**Short task**
Copy everything from the line containing "the player's outstretched" down to the end of the material, swapping "jersey" for "shirt" and changing nothing else.

---+---

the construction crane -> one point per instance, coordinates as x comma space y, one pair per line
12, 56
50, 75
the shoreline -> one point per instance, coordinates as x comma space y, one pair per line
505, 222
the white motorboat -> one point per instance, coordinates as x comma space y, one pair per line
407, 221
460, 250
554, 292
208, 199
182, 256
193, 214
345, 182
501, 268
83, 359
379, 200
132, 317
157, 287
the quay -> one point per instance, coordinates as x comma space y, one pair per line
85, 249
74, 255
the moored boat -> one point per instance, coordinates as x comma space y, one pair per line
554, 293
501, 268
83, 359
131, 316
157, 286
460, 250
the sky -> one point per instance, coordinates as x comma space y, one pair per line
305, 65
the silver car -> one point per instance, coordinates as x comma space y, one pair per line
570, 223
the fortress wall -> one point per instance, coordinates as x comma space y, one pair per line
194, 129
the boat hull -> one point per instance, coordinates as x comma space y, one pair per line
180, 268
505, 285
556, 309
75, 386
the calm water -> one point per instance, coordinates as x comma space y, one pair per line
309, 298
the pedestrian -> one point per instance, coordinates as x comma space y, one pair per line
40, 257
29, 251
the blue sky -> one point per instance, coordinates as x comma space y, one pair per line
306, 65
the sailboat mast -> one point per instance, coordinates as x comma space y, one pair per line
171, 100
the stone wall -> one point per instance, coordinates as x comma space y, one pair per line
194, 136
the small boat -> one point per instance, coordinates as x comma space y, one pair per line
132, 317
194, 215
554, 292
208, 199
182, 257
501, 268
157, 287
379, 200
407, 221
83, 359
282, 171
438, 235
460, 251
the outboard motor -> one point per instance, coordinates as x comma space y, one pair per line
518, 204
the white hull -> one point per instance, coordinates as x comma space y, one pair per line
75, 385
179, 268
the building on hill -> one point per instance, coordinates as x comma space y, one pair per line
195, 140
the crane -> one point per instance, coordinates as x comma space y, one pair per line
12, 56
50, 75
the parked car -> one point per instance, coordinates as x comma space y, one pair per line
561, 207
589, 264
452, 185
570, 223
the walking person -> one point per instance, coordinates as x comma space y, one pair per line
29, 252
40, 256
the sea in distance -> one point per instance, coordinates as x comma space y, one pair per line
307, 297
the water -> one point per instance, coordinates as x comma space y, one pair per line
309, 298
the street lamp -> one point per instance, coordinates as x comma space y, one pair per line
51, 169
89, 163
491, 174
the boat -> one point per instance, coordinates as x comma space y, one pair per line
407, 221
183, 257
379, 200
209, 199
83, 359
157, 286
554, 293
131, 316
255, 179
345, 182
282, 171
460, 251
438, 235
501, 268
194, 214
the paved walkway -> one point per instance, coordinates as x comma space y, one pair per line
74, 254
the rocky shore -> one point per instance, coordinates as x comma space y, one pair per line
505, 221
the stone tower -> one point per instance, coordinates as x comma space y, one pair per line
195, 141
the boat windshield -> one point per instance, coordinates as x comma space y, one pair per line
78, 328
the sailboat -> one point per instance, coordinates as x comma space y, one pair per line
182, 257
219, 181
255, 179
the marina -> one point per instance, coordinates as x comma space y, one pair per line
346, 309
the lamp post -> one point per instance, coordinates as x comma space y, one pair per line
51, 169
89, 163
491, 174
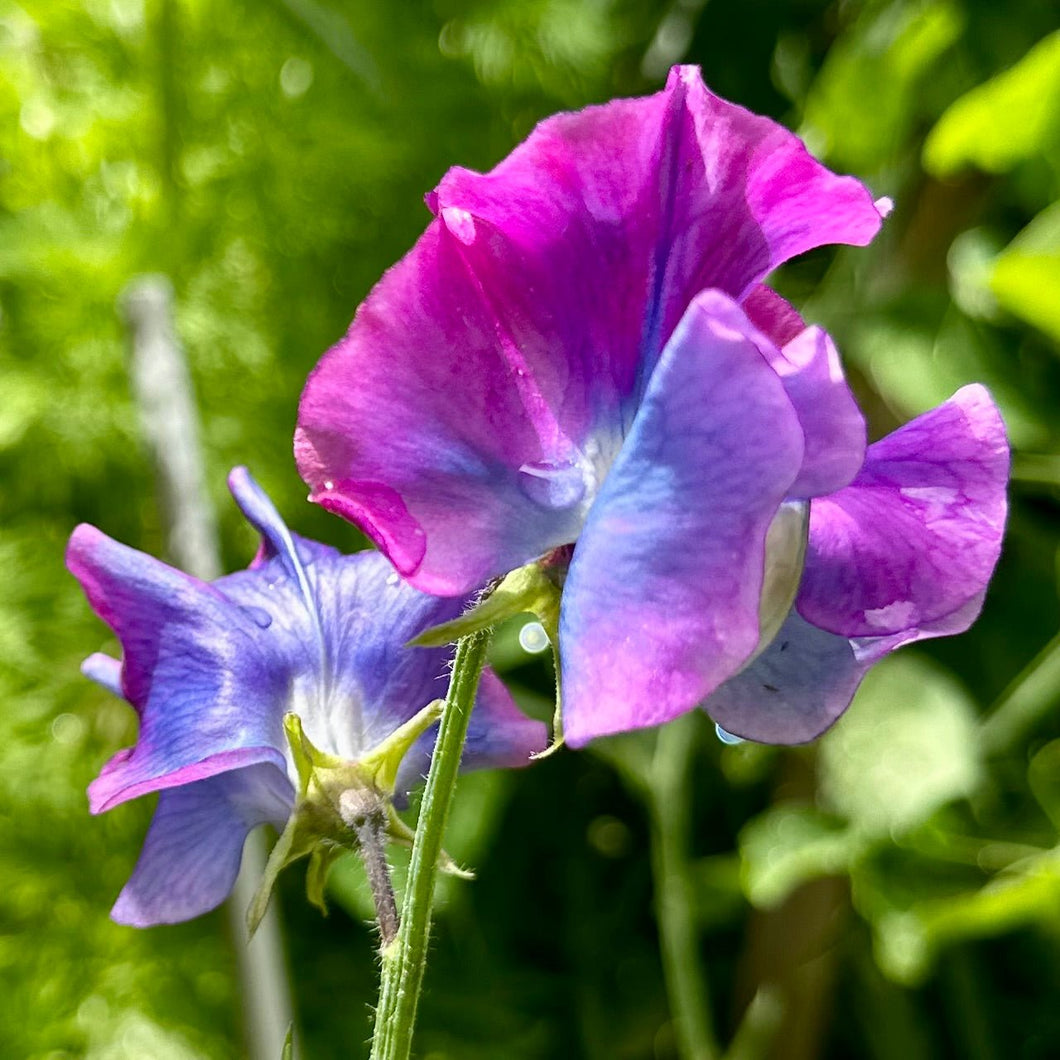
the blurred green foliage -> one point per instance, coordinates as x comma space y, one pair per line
897, 886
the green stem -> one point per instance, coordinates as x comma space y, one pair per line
674, 906
405, 958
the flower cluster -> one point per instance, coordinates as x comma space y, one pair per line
578, 370
213, 668
579, 359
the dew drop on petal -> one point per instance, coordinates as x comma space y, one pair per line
258, 615
726, 737
533, 638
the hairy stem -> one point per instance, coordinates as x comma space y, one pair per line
405, 958
365, 814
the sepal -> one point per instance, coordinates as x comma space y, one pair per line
319, 827
535, 589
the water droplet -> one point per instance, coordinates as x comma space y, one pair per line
258, 615
552, 486
727, 737
67, 728
533, 638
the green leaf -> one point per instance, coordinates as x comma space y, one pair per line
788, 845
906, 746
1026, 275
862, 103
907, 940
1011, 118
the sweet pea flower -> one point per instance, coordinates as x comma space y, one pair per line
579, 364
213, 668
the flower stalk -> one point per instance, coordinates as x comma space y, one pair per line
404, 959
678, 933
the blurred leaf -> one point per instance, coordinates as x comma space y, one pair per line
861, 104
906, 746
789, 845
1043, 774
1005, 121
907, 940
1026, 275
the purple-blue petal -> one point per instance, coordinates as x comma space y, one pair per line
918, 532
794, 690
528, 319
806, 678
208, 692
191, 855
661, 600
832, 423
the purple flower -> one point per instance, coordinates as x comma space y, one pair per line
579, 351
212, 669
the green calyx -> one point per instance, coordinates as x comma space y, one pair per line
533, 589
339, 804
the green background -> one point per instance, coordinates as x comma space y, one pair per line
893, 891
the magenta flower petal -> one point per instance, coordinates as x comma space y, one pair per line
661, 601
917, 534
773, 315
191, 855
470, 412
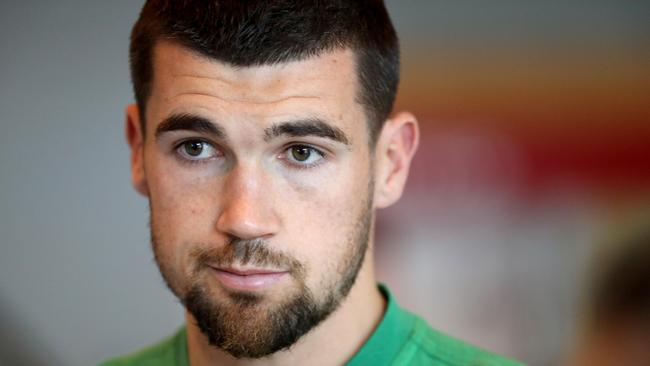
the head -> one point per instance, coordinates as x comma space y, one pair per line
262, 138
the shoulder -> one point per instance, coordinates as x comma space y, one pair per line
427, 346
169, 351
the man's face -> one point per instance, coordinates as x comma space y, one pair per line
260, 187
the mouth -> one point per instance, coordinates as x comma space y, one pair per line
248, 279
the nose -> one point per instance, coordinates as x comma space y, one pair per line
247, 211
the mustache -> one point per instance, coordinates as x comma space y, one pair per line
256, 252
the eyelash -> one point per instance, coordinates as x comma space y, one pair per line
323, 155
180, 155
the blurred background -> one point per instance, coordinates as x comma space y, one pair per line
534, 170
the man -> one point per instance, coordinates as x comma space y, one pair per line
263, 139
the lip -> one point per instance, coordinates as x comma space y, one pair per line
250, 279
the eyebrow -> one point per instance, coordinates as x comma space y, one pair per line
190, 122
306, 127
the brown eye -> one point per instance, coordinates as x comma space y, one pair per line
303, 156
193, 148
197, 150
300, 153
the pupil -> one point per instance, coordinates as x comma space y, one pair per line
194, 148
300, 153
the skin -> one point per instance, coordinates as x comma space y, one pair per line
251, 188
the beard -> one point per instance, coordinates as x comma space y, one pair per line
243, 324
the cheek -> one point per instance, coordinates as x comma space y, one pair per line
182, 210
322, 219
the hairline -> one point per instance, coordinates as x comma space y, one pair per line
357, 54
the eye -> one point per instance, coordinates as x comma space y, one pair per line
196, 150
303, 155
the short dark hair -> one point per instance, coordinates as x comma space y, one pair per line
263, 32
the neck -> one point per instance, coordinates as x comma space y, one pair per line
332, 342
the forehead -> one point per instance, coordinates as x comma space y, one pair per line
184, 81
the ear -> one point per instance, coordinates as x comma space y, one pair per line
394, 151
135, 139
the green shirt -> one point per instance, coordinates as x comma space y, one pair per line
400, 339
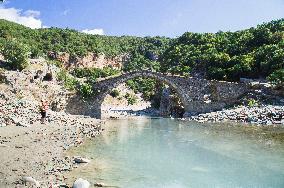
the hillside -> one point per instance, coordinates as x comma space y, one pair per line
252, 53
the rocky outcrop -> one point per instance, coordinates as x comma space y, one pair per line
91, 60
196, 95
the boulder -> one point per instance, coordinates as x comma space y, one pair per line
81, 183
81, 160
31, 180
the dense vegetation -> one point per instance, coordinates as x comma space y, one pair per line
252, 53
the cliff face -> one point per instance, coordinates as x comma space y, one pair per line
91, 60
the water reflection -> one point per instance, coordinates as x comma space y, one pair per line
170, 153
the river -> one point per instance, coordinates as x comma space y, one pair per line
173, 153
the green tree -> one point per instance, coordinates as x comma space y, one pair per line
15, 53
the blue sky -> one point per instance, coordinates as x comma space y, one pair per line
143, 17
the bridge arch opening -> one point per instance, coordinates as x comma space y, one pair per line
168, 97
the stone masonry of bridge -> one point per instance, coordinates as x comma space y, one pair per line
197, 95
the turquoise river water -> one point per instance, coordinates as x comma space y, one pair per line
176, 154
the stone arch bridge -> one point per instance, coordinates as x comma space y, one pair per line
192, 91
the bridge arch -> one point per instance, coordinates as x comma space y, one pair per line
197, 95
111, 83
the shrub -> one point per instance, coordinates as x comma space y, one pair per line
114, 93
277, 77
252, 102
69, 82
131, 99
85, 90
16, 54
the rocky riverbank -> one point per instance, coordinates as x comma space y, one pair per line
34, 154
259, 115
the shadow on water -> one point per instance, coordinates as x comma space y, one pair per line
173, 153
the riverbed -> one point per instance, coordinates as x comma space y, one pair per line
160, 152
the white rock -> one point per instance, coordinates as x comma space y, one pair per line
81, 160
31, 180
81, 183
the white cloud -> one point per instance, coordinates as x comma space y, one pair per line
27, 18
94, 31
65, 12
32, 13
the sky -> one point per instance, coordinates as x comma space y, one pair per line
169, 18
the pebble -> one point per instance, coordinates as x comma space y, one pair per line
262, 115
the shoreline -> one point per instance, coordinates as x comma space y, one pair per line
39, 151
49, 163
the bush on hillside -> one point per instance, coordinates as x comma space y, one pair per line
277, 77
15, 53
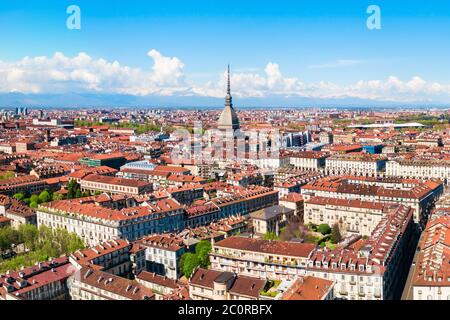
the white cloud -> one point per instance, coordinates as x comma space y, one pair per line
343, 63
82, 73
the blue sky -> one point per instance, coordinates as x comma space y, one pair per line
313, 42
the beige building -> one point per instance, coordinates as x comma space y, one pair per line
355, 164
90, 284
416, 169
369, 269
417, 194
217, 285
308, 160
94, 223
98, 183
271, 219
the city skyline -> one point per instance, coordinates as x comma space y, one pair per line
173, 54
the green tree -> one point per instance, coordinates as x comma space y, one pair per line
336, 234
324, 229
190, 262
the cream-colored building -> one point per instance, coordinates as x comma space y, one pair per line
353, 216
420, 195
360, 165
431, 279
90, 284
94, 223
217, 285
370, 269
308, 160
419, 169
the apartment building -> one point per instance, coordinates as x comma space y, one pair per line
372, 269
310, 288
308, 160
294, 201
90, 284
95, 224
417, 194
431, 279
43, 281
160, 285
111, 256
359, 164
263, 259
271, 219
163, 253
24, 184
207, 284
98, 183
354, 217
419, 169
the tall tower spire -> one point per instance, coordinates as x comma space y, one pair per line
228, 99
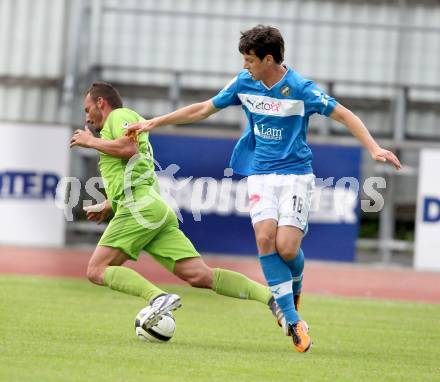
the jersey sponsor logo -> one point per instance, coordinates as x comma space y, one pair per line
322, 96
272, 106
285, 91
268, 132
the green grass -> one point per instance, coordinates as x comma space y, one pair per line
70, 330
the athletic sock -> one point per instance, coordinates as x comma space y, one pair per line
234, 284
128, 281
296, 266
279, 279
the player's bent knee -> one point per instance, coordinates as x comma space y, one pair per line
200, 279
95, 275
265, 243
289, 252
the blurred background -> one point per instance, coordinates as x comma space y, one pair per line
379, 58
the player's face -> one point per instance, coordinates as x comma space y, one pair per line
256, 67
93, 112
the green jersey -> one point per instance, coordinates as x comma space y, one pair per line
120, 175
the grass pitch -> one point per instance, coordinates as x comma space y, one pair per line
70, 330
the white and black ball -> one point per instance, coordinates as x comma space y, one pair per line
163, 331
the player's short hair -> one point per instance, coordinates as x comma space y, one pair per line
107, 92
262, 40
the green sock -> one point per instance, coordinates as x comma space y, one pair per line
234, 284
128, 281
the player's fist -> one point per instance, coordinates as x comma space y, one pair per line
383, 155
82, 138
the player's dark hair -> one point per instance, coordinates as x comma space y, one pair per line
262, 40
107, 92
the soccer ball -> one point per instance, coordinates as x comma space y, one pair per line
163, 331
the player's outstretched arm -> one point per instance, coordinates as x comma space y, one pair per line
358, 129
188, 114
123, 147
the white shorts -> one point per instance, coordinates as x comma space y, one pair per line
284, 198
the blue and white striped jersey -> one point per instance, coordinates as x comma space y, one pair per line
275, 138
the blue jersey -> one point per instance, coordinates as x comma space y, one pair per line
275, 138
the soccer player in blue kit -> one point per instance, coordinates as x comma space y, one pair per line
273, 153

---+---

**Finished answer**
the player's outstretched arm -> one point per instance, coordinates as x comma space y, one pair per line
358, 129
188, 114
123, 147
the white shorts -> one point per instance, coordinates as x comma space y, one pair per line
284, 198
the blue and white striped shirt -> one point per instance, coordinates as x comma space y, one pair per line
275, 138
the blue shirt -> one point per instance, coordinates as x comma space y, one pair per line
275, 138
the soccer player in blue kit -> one point per instance, coordinates as x comma space y, one pair per line
273, 153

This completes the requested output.